*** Opening Data records ***

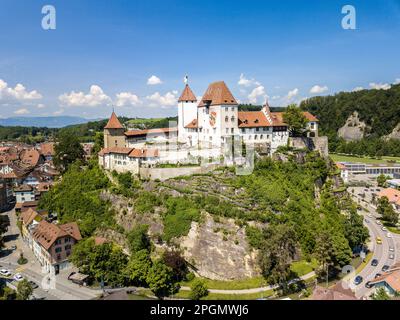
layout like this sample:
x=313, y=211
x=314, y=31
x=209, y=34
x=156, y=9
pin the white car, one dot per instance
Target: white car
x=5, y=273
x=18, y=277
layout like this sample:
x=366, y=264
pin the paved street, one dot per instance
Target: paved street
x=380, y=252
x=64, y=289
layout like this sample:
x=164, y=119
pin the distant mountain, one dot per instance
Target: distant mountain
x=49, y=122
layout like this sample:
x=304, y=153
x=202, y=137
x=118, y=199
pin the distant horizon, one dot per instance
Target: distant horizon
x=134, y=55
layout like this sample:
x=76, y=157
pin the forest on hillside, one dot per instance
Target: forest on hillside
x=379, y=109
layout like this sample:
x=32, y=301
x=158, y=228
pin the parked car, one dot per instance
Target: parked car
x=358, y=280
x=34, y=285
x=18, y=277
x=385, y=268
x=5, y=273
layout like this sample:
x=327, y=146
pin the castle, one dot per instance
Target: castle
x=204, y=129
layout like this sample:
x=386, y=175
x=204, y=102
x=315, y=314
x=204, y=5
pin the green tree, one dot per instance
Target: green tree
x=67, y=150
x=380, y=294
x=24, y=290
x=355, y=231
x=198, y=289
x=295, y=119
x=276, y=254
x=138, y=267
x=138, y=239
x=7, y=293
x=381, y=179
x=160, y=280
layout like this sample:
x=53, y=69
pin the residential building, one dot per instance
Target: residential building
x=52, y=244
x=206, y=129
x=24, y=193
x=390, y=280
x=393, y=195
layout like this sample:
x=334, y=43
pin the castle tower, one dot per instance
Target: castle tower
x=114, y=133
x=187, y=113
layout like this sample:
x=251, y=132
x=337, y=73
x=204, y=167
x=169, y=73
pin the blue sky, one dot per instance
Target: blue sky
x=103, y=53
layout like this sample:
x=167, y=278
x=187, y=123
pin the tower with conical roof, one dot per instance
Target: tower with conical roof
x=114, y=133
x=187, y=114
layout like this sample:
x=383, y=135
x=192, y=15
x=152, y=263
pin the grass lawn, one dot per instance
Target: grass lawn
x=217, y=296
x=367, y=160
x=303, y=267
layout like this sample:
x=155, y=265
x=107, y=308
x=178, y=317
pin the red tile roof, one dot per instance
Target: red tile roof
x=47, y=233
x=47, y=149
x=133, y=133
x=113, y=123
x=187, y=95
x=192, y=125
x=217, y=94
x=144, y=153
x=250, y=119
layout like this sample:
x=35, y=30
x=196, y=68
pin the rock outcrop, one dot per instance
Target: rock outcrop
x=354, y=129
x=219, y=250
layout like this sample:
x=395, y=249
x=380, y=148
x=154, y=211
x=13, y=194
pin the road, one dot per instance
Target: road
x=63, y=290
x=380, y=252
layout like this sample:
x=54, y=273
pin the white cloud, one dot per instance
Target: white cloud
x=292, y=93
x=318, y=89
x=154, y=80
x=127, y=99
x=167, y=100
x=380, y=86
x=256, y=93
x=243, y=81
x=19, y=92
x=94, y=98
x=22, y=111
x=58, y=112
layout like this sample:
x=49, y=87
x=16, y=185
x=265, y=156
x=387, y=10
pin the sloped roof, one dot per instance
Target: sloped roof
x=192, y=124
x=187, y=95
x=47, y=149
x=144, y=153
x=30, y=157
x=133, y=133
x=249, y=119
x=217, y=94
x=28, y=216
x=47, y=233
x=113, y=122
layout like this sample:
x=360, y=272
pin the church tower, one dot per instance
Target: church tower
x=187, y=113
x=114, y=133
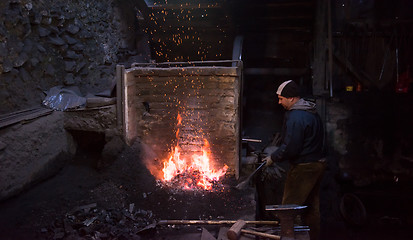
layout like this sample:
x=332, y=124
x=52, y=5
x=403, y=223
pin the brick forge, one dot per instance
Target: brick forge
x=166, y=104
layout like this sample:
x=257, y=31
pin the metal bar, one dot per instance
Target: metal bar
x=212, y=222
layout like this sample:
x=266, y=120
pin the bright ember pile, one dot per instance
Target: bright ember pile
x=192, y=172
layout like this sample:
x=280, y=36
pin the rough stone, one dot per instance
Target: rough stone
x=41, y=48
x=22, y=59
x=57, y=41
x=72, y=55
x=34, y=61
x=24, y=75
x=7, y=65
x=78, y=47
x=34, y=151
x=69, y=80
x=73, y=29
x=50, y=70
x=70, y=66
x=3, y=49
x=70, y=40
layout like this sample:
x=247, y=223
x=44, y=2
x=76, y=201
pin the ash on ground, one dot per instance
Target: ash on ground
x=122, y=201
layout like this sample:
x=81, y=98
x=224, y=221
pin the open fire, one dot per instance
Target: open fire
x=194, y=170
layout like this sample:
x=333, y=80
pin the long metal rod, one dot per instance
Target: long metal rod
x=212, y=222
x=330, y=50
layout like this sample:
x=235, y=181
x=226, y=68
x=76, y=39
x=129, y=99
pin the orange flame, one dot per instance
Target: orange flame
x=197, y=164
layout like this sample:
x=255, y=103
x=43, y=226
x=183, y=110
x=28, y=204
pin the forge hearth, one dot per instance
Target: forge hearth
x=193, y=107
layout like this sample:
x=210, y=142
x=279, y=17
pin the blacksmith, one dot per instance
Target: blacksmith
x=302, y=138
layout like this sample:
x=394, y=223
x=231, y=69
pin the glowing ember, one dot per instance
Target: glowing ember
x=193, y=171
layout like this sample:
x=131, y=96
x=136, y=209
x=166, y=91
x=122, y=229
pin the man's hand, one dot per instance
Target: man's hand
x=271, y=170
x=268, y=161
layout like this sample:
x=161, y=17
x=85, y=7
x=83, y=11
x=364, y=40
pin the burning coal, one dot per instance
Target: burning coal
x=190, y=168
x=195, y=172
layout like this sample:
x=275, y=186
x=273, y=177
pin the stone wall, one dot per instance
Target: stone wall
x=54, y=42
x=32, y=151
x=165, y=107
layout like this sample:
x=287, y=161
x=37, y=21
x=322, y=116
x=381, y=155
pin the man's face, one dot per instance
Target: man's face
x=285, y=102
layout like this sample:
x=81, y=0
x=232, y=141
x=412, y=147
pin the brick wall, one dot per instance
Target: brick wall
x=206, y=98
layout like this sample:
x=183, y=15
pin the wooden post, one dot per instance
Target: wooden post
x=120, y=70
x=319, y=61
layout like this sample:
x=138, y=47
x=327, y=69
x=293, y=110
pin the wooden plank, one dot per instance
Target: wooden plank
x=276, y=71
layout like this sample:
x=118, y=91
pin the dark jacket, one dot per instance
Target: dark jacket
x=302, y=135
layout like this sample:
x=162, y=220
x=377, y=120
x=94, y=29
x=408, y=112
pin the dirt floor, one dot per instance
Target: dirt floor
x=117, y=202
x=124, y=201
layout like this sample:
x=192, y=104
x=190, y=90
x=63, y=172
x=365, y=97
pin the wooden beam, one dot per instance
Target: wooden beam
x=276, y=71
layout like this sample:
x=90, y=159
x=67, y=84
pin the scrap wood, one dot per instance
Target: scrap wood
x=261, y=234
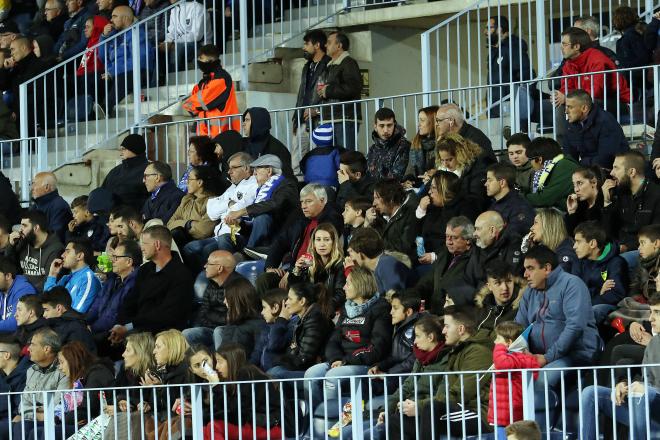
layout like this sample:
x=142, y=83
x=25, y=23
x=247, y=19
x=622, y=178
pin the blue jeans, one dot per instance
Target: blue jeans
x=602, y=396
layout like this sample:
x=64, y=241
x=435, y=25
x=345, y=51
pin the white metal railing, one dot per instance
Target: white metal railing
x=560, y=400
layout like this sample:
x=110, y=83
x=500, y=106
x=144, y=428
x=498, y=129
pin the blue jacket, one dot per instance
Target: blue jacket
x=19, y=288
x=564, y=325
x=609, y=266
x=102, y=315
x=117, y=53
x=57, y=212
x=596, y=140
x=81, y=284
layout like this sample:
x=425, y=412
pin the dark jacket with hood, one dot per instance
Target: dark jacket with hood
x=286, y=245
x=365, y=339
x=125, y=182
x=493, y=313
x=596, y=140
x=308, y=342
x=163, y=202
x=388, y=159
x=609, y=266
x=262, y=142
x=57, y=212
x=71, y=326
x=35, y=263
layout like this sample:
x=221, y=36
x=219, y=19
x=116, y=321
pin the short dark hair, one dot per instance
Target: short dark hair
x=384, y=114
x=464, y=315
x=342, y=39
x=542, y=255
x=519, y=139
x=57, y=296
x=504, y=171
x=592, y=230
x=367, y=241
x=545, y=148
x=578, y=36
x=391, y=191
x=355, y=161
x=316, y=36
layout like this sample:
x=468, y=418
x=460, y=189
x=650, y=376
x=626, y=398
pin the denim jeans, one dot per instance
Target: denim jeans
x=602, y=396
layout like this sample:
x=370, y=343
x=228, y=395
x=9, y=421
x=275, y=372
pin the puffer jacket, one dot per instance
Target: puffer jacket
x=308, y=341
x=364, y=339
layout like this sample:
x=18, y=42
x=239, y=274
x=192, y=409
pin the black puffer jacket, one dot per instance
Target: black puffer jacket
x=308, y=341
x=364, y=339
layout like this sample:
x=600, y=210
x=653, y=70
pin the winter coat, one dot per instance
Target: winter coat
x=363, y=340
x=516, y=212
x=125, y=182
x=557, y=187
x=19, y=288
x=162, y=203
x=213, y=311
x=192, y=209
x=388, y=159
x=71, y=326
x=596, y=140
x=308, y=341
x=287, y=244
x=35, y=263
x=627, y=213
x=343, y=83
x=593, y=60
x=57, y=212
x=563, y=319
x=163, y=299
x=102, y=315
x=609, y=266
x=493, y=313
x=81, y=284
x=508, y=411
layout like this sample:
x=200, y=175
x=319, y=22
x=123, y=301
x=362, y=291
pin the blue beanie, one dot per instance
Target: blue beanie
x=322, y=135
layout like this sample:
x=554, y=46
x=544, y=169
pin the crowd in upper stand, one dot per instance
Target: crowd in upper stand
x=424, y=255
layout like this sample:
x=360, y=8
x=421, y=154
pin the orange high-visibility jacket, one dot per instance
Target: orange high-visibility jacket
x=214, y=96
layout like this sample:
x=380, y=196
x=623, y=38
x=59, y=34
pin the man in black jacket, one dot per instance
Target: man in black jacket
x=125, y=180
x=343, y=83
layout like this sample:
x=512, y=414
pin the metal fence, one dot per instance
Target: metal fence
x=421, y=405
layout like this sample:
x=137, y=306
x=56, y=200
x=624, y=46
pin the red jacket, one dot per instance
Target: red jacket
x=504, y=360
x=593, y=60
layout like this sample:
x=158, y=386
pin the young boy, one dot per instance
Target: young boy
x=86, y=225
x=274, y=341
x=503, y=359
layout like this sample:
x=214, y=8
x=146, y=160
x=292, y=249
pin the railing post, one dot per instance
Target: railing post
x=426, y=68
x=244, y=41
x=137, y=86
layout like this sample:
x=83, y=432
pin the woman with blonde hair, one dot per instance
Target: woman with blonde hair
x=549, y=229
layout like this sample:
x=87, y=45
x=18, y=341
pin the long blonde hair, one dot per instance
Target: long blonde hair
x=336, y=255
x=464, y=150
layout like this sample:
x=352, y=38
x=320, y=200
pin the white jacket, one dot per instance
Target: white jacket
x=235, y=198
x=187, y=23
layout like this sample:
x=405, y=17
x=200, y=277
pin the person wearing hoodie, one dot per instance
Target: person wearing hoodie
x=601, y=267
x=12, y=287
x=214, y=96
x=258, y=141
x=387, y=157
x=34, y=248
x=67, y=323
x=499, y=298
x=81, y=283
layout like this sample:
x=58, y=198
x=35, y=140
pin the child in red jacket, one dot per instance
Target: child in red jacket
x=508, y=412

*** Closing Data records ***

→ **Action item**
The answer must be an exact copy of the lines above, from the start of the records through the line with "x=334, y=43", and of nothing else; no pictures belong in it.

→ **Answer to the exercise**
layout like this sample:
x=313, y=211
x=314, y=31
x=209, y=34
x=156, y=9
pin the white car, one dot per instance
Target: white car
x=5, y=273
x=18, y=277
layout like this sample:
x=366, y=264
pin the paved street, one dot per instance
Target: paved street
x=380, y=252
x=64, y=289
layout like this sample:
x=164, y=119
pin the distant mountain, one dot per instance
Target: distant mountain
x=49, y=122
layout like this sample:
x=304, y=153
x=202, y=137
x=118, y=199
pin the distant horizon, one dot per instance
Target: distant horizon
x=134, y=55
layout like this sample:
x=76, y=157
pin the forest on hillside, one dot per instance
Target: forest on hillside
x=379, y=109
layout like this sample:
x=32, y=301
x=158, y=228
pin the parked car, one dot per instance
Target: parked car
x=358, y=280
x=34, y=285
x=18, y=277
x=385, y=268
x=5, y=273
layout like this sample:
x=327, y=146
pin the castle, one dot per instance
Target: castle
x=204, y=129
layout like this sample:
x=386, y=175
x=204, y=102
x=315, y=314
x=204, y=5
pin the green tree, one dot per instance
Target: green tree
x=67, y=150
x=380, y=294
x=24, y=290
x=355, y=231
x=198, y=289
x=295, y=119
x=276, y=254
x=138, y=267
x=138, y=239
x=7, y=293
x=381, y=179
x=160, y=280
layout like this sample:
x=53, y=69
pin the residential building, one dot per instance
Target: residential building
x=52, y=244
x=206, y=129
x=24, y=193
x=390, y=280
x=393, y=195
layout like this sample:
x=334, y=43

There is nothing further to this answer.